◆ TEKS KUTIPAN:
++++
Rabu, 16 Januari 2013


Kesimpulanku Dalam Berfilsafat

Filsafat ilmu merupakan sesuatu yang baru bagi saya. Selama sekolah atau kuliah saya belum pernah mendapatkan pelajaran filsafat. Awal mulai mendapatkan mata kuliah ini saya pikir sama seperti mata kuliah lain yang pernah saya alami. Mungkin kuliah akan diisi dengan memberikan materi dan presentasi sama seperti mata kuliah yang lain. Waktu demi waktu yang saya lalui untuk belajar filsafat, saya semakin merasakan strategi yang biasa saya gunakan dalam mengikuti mata kuliah yang lain benar-benar tidak efektif. Saya baru menyadari filsafat itu seperti samudera yang sangat luas dan dalam, saya tidak tahu dari sisi mana untuk mulai menyelaminya. Saya mencoba memulai dari satu sisi yang saya yakini paling mudah, tetapi rasanya juga tidak mudah karena sisi itu juga sangat dalam. Saya mencoba untuk melihat gambaran besarnya secara menyeluruh, tetapi indera ini juga tidak mampu, karena samudera itu seolah tak terbatas.
++++
◆ DATA YANG DIBERIKAN:
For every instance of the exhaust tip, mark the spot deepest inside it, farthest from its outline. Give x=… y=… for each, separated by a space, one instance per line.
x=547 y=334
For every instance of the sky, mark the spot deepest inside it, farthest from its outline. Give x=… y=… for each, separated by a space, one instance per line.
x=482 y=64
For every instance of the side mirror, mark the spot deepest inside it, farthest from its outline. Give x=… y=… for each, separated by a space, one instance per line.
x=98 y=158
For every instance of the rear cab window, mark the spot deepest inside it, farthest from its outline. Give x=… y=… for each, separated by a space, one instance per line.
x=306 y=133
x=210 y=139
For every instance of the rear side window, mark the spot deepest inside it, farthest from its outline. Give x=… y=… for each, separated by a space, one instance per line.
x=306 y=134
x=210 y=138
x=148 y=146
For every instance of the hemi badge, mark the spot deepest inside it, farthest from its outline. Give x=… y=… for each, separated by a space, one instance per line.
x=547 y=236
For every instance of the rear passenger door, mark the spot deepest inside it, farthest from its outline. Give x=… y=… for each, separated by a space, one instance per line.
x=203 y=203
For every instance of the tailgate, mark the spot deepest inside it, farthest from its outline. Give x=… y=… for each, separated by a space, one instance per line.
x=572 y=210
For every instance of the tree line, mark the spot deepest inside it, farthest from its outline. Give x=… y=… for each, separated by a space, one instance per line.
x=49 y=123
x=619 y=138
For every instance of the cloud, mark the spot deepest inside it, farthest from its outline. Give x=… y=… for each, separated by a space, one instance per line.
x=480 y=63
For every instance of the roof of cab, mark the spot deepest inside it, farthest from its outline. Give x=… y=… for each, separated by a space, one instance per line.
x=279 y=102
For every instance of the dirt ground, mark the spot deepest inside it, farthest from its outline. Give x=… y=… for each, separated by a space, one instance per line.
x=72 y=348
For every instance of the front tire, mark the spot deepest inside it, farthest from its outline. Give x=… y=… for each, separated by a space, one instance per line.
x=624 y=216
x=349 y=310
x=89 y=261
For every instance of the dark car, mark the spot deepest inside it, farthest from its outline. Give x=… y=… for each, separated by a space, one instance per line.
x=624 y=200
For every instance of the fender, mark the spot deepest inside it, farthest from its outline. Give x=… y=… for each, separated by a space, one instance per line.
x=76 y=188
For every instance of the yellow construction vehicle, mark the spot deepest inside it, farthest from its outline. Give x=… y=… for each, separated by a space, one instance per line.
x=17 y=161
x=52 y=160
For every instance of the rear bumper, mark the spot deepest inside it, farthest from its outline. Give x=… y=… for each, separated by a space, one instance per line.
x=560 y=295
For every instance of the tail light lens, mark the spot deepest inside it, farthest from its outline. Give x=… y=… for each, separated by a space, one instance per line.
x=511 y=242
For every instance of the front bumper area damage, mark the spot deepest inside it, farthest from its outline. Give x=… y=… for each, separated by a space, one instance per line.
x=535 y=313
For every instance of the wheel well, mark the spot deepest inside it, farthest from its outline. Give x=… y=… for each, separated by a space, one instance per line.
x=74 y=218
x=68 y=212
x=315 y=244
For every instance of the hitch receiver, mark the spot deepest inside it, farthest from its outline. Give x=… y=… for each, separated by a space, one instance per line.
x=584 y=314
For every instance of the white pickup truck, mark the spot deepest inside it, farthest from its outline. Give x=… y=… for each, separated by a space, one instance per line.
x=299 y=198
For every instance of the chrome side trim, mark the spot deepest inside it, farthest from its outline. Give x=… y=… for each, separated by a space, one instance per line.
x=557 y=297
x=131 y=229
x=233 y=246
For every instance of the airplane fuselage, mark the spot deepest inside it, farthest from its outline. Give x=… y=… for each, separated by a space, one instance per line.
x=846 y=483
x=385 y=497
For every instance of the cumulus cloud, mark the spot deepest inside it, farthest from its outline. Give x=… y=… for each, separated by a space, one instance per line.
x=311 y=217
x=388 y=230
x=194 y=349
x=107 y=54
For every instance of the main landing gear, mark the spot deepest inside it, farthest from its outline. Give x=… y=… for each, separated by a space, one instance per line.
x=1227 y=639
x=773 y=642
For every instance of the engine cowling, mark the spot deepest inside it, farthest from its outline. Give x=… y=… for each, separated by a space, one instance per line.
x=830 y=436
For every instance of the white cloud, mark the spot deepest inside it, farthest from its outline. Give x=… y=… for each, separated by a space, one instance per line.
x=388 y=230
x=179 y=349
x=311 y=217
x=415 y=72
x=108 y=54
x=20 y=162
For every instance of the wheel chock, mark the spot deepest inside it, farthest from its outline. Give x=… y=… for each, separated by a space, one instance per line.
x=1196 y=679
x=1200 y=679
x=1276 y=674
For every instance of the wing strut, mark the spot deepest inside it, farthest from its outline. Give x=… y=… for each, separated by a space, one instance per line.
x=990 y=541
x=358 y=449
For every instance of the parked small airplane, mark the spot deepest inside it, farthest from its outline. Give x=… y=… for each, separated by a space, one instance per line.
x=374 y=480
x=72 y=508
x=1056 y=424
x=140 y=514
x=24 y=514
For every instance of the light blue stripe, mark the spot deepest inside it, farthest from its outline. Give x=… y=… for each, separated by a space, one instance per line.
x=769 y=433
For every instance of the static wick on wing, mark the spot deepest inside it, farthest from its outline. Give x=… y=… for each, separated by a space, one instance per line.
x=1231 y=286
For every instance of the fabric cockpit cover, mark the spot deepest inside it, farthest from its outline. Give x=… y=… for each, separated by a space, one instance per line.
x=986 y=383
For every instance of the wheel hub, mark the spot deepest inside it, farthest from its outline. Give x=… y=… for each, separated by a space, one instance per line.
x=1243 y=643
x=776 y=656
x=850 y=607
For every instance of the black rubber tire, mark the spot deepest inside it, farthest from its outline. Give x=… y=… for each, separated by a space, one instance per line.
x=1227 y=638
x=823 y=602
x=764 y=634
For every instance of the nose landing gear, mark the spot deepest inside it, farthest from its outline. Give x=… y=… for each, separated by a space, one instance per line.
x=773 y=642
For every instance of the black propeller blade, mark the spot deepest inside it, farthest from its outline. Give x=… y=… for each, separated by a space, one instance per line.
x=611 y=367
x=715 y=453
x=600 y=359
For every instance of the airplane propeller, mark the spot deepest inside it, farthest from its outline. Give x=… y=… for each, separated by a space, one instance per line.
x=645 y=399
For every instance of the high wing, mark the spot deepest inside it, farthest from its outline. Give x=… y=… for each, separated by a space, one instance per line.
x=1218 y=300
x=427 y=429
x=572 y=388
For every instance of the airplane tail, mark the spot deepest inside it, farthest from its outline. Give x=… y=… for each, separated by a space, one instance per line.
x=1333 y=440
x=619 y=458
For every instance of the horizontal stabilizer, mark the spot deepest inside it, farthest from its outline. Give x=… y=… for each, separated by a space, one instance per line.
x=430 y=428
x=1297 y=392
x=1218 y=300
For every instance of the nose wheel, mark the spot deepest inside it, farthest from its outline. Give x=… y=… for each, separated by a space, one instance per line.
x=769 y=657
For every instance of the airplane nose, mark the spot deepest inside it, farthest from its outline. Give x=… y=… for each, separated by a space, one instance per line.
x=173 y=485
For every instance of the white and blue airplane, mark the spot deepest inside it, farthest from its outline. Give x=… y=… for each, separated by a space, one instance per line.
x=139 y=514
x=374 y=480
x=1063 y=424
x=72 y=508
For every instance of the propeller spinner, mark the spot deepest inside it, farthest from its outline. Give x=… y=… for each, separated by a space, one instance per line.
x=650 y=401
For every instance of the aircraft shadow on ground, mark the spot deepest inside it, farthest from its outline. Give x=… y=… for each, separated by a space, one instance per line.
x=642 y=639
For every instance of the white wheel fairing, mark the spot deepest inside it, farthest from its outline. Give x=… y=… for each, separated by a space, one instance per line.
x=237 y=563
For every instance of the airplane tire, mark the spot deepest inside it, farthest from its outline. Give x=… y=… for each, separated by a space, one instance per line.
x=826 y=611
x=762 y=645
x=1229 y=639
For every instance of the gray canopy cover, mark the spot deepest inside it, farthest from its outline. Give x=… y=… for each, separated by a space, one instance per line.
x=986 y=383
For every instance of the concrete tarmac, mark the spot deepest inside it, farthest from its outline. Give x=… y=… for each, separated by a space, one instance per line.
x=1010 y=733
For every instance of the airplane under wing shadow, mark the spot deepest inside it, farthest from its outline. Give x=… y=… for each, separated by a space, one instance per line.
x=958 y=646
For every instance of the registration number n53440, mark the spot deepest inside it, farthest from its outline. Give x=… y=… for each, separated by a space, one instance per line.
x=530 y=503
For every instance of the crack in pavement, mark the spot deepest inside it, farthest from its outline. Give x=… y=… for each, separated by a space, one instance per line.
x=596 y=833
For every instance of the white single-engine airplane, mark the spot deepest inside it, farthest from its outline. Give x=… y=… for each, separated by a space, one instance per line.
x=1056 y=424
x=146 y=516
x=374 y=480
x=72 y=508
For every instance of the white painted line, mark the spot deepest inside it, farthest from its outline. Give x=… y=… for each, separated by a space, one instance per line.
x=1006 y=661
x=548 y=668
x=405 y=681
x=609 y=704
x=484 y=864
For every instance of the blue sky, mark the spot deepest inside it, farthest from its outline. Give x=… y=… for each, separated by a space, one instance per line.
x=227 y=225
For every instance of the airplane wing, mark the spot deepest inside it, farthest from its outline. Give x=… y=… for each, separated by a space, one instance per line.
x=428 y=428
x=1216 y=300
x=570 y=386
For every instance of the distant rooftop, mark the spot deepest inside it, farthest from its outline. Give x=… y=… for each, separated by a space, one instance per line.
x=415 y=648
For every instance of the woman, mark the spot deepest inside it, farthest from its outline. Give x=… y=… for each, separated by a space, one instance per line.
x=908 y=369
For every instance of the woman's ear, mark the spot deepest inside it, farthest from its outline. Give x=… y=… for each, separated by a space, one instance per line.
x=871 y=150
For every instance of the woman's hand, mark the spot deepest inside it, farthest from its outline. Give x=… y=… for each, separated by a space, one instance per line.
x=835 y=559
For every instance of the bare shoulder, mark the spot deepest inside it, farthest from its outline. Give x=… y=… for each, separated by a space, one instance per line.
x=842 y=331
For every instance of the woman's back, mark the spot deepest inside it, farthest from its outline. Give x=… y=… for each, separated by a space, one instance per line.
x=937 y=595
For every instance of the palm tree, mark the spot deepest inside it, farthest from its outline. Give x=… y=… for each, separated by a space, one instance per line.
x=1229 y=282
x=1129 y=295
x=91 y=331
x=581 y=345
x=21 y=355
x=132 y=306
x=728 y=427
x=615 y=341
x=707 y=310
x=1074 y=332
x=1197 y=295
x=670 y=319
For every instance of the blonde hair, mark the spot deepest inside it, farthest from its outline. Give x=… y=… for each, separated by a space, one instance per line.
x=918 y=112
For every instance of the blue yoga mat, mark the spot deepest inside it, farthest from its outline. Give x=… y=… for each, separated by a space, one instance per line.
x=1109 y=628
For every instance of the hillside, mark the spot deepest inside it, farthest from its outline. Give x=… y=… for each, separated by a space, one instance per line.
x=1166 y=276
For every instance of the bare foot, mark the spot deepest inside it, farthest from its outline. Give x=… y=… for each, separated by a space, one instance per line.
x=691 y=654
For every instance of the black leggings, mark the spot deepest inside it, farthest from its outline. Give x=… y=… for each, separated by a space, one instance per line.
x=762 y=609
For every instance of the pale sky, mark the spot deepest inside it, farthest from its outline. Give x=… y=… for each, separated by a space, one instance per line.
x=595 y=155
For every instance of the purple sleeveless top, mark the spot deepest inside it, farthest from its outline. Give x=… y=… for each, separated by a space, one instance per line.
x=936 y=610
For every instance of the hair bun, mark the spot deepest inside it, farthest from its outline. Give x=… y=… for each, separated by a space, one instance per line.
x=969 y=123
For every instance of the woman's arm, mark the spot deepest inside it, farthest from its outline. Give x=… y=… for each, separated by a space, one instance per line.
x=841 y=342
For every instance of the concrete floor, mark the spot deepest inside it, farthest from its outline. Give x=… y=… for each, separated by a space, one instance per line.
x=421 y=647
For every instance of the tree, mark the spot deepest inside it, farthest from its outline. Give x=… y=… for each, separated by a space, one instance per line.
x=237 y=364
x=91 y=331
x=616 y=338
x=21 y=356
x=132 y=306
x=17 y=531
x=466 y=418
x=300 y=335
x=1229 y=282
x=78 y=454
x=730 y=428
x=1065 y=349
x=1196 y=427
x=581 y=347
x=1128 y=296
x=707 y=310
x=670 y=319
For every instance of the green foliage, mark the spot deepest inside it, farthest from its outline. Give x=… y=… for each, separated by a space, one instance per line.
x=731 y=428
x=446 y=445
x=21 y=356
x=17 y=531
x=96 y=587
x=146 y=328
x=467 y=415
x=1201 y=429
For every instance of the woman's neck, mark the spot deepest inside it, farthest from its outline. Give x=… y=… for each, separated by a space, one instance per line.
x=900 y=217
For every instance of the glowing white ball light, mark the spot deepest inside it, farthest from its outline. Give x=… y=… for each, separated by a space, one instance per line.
++++
Lanjutkan teks tentang pengalaman belajar filsafat di atas, mulai setelah kalimat terakhirnya. Catatan-catatan ini tidak berhubungan dengan teks tentang pengalaman belajar filsafat.

Kita berpikir menyangkut hal yang ada dan yang mungkin ada, tak ada ruang waktu yang dapat membatasinya. Kita bisa berpikir mengenai masa lampau, masa sekarang, bahkan masa yang akan datang. Berpikir juga tidak terikat oleh jauh dekatnya objek yang kita pikirkan. Begitu luasnya yang dapat kita lakukan pada saat berpikir sehingga kita perlu belajar bagaimana tata cara yang seharusnya kita lakukan pada saat berpikir. Tata cara dalam berpikir itulah yang disebut dengan filsafat. Banyak hal di dunia ini yang apabila dilakukan terdapat tata cara bagaimana melakukan hal tersebut. Seperti dalam melakukan ibadah, misalnya pada kaum muslimin yakni ibadah sholat. Dalam melakukan sholat, kaum muslimin tidak serta merta melakukan dengan sesuka hati. Tetapi terdapat tuntunan atau tata cara dalam melakukannya, seperti wudhu, niat, ruku’, sujud dan seterusnya. Begitu pula dalam berpikir, terdapat adab atau tata cara yang dapat dipelajari dalam melakukan olah pikir.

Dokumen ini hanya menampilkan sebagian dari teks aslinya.